**** EXTRACTO DEL DOCUMENTO
Líneas previas de investigación y estado de la cuestión
La recuperación internacional de los estudios sobre la retórica no va más allá de finales de la década de 1970[99], y puede considerarse iniciada en 1977 con la fundación de la International Society for the History of Rhetoric, a iniciativa de Fumaroli[100]. Hasta entonces, y sólo desde bien entrado el siglo XX, algunos de los mayores estudiosos en humanidades venían insistiendo en la importancia de la retórica como clave para comprender la literatura, las artes visuales, la arquitectura o la música. Muy distinguidos historiadores del arte y filólogos de la escuela alemana así lo hicieron, recordando el papel secular que tuvo la elocuencia como sistema de comunicación para dar forma a la creación artística y textual[101]. Y, sin embargo, ¿cómo apreciar completamente el efecto de la retórica sobre la plástica cuando apenas estaba desbrozada su influencia sobre otros campos tan obvios como la educación, la diplomacia o la historia?
********
**** INFORMACIÓN PROPORCIONADA
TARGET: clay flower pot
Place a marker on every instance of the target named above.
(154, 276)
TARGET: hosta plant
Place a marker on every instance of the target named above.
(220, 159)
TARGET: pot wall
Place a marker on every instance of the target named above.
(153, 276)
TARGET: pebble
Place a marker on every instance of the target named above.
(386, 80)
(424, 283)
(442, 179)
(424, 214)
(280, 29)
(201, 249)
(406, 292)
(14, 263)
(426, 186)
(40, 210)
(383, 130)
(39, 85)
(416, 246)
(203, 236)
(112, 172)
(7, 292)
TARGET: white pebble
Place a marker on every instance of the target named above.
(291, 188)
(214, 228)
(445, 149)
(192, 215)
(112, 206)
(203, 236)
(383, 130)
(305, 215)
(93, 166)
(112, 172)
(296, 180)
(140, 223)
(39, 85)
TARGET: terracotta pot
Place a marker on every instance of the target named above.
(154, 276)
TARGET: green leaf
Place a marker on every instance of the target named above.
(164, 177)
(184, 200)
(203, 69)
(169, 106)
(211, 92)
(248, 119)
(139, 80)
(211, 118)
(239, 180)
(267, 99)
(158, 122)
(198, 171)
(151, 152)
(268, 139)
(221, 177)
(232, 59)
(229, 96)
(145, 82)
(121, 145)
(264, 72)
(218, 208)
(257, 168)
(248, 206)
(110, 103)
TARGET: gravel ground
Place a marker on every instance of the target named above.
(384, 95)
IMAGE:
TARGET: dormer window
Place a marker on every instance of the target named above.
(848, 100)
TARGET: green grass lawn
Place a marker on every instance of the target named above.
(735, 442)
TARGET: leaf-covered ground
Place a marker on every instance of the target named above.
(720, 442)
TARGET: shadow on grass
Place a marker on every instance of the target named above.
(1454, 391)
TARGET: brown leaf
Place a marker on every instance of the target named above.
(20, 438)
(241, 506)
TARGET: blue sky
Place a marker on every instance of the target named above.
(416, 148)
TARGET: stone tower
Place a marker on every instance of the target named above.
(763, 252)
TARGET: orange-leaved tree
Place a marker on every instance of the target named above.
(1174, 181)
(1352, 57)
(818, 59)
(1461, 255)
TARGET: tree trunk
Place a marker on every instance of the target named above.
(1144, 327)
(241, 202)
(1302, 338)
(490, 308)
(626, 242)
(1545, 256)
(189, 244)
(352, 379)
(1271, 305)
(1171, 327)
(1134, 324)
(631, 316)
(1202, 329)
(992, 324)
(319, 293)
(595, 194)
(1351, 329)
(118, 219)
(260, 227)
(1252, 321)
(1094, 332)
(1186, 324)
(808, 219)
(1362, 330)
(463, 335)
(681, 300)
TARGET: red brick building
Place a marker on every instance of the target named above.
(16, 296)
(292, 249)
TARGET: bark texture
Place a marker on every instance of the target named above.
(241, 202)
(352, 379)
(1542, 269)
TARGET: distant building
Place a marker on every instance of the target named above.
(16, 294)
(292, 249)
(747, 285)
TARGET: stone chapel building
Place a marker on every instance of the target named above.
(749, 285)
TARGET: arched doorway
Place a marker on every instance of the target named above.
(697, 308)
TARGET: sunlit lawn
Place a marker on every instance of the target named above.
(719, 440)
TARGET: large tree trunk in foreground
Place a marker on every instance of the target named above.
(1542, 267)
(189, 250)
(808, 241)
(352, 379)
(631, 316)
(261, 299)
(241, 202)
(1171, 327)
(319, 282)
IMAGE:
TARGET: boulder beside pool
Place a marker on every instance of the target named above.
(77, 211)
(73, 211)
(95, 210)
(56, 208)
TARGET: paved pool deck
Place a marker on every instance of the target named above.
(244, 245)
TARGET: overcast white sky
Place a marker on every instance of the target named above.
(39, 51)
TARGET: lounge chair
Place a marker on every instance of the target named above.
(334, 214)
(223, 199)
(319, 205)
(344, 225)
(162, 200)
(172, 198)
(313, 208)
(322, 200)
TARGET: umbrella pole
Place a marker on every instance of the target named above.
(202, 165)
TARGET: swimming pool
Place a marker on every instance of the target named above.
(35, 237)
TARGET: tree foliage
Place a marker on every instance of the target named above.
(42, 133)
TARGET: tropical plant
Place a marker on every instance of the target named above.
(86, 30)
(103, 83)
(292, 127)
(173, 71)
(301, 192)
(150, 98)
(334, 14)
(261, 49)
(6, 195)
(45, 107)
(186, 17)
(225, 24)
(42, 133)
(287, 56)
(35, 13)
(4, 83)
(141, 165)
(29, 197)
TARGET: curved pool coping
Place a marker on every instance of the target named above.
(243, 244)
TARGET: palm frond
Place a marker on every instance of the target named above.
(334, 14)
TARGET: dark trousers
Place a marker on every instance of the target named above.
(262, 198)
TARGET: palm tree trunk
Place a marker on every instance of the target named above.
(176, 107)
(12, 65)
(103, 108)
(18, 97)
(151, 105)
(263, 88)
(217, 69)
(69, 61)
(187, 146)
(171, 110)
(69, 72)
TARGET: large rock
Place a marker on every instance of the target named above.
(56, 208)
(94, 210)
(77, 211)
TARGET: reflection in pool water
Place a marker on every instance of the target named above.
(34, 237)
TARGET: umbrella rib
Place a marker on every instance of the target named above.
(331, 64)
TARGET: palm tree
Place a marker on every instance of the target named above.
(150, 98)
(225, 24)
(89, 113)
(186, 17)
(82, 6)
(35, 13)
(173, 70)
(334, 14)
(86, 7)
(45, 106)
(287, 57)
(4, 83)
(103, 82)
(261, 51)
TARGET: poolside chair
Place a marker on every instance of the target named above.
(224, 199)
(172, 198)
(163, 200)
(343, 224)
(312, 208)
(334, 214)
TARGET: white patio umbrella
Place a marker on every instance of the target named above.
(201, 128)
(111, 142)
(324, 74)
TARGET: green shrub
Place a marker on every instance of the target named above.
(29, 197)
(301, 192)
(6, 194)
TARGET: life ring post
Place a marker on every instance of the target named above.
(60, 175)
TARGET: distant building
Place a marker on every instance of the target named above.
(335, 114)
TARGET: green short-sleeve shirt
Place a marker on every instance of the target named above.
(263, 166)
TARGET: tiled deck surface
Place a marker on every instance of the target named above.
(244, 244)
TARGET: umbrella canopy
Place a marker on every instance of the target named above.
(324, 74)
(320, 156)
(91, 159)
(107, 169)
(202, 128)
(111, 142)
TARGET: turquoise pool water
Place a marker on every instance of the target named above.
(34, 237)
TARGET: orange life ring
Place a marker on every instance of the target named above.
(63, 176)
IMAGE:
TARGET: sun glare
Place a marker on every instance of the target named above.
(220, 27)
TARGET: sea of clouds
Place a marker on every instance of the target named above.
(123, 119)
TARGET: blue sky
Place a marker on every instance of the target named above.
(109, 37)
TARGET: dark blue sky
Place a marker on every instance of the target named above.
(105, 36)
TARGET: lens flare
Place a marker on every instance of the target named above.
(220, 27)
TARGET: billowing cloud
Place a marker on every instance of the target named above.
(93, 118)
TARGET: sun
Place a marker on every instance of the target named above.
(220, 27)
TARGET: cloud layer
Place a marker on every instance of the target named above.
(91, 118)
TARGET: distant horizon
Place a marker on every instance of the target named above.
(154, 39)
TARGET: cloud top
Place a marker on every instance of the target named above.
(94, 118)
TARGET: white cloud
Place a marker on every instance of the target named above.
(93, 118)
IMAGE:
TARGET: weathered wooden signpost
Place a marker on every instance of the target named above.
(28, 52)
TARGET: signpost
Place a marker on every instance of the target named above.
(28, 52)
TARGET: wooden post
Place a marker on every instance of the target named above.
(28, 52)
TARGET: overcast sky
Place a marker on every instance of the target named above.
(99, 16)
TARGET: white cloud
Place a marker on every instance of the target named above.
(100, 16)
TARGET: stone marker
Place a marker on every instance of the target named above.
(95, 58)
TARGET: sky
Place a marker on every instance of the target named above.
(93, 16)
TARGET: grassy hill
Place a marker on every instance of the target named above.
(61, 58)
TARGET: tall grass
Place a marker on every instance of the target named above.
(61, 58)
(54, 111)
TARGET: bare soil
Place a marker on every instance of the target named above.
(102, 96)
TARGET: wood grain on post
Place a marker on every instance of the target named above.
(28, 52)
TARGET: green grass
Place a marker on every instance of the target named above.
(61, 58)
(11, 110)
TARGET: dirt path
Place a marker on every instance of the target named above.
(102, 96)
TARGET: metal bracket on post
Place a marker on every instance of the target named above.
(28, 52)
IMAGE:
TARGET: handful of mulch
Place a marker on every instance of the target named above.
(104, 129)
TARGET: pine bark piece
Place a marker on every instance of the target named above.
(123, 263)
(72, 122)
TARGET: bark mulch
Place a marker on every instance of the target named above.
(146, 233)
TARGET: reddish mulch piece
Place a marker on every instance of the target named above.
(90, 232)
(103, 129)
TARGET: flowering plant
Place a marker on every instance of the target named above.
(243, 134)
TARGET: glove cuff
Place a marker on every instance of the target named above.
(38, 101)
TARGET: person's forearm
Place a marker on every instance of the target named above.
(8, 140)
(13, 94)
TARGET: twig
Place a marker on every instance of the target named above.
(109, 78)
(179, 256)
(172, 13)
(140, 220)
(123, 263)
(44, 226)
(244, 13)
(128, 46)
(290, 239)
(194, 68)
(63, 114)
********
(TAREAS ESCRITAS)
1 > Resuma en dos oraciones el extracto sobre los estudios de retórica.
2 > Enumere todas las disciplinas que, según el extracto sobre los estudios de retórica, algunos estudiosos en humanidades consideraban comprensibles gracias a la retórica.
3 > Traduzca al inglés la siguiente oración del extracto sobre los estudios de retórica: «Hasta entonces, y sólo desde bien entrado el siglo XX, algunos de los mayores estudiosos en humanidades venían insistiendo en la importancia de la retórica como clave para comprender la literatura, las artes visuales, la arquitectura o la música.»
Los registros constituyen un material independiente del extracto.

(RESULTADOS ESPERADOS)
1 > La recuperación internacional de los estudios sobre retórica se remonta a finales de la década de 1970 y puede considerarse iniciada en 1977, cuando se fundó la International Society for the History of Rhetoric a iniciativa de Fumaroli. Antes, y solo desde bien entrado el siglo XX, grandes estudiosos de las humanidades, entre ellos historiadores del arte y filólogos de la escuela alemana, habían insistido en la retórica como clave para comprender la creación artística y textual.

2 >
- La literatura
- Las artes visuales
- La arquitectura
- La música

3 > Until then, and only since well into the twentieth century, some of the greatest scholars in the humanities had been insisting on the importance of rhetoric as a key to understanding literature, the visual arts, architecture, or music.